Rewrite the rows below with every "photograph" changed to "image" and nothing else altered, leaving the pictures out.

— start —

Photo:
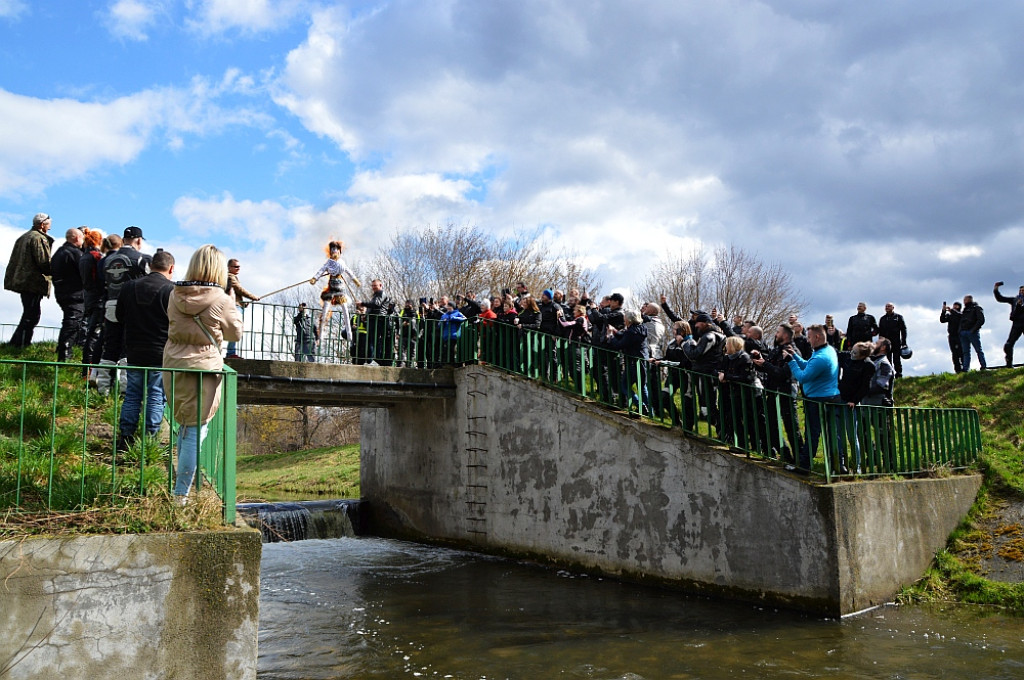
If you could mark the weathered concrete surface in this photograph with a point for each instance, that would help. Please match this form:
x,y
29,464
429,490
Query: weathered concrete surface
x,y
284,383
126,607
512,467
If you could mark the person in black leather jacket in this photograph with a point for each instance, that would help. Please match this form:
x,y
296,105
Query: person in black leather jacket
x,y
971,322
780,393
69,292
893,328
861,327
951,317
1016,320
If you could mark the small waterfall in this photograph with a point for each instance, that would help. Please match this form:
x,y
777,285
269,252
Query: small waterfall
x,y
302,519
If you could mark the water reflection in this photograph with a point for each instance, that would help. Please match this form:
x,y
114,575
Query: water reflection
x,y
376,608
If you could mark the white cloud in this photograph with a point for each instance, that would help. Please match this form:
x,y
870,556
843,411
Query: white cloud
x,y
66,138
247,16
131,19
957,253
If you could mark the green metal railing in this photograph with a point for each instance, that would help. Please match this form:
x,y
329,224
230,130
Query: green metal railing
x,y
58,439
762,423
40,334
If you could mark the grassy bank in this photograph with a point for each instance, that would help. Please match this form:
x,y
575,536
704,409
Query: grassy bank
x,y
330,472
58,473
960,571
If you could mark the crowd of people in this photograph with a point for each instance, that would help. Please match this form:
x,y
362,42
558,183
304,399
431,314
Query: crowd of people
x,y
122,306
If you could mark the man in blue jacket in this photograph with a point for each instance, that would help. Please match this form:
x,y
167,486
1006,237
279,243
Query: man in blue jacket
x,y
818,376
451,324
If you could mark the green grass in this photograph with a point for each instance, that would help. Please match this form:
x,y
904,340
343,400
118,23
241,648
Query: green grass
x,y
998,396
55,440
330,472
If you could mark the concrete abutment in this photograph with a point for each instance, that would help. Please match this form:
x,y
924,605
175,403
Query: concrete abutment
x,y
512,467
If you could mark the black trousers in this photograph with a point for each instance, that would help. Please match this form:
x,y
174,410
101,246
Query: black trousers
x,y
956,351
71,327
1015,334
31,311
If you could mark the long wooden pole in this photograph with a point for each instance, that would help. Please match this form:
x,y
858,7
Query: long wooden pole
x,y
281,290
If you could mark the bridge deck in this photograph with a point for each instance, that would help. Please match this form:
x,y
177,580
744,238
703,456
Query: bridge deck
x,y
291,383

— end —

Full response:
Photo:
If you could mark the weathered concrete surface in this image with a point for each instance, that would help. Please match this form:
x,y
29,464
429,490
Query: weathered concrete surface
x,y
284,383
126,607
512,467
If you could mark the person in black leather jacket in this image with a point for each instance, that would help. Please match this form:
x,y
296,105
Query: person in black leather jacket
x,y
971,322
780,393
69,292
893,328
861,327
951,317
1016,320
If you could mark the small waterfall in this image with a point for each instance, that would help. Please match this form:
x,y
777,285
269,252
Query: small waterfall
x,y
302,519
If you could mark the water reflection in this image with a point for each instance, that would help. Please match this form:
x,y
114,575
Query: water reflection
x,y
376,608
If you could mark the white cloud in this image with a point for each instance, that would help. Please match this form:
x,y
870,556
843,411
Query: white cloud
x,y
66,138
247,16
131,19
957,253
If you could mark the green metal railing in this image with a point for each instance, that would help. Please match this form:
x,y
329,224
230,130
Query: green metal railing
x,y
58,439
762,423
40,334
If you could mark the grassy bank in this image with a point for each instance, that would help. Please match this form:
x,y
575,536
704,409
Query: grassy bank
x,y
330,472
58,473
960,571
If you could mark the crowd of people in this image with a point for each instance, that would help. Please match this form:
x,y
362,42
558,183
304,399
431,314
Query: crowd of people
x,y
122,306
If you could mark the man in blue jacket in this image with a point for each instance, that would help. Please match this form:
x,y
167,486
1006,237
279,243
Query: man in blue jacket
x,y
818,376
451,324
If you could mark the green grass in this image with a point for each instance, that would help. Please match this form:
x,y
904,340
343,400
118,23
241,648
Query: green grass
x,y
998,396
55,440
330,472
If you could mark the concrete abutment in this image with a point for each instance, that would help. Please match this form:
x,y
924,605
175,403
Query: concrete abutment
x,y
512,467
If you could mark the black trousers in this image with a point for each instance, that would help. Please match this form:
x,y
174,410
101,246
Query: black trousers
x,y
956,351
71,327
1015,334
31,311
If you could mark the long wooden pole in this image with a point for each instance, that would help. Please match this form:
x,y
858,7
Query: long wooden pole
x,y
281,290
If you could mark the bridge deck in this image with a point for each instance, that would help. Please match this form:
x,y
177,580
744,238
703,456
Query: bridge deck
x,y
291,383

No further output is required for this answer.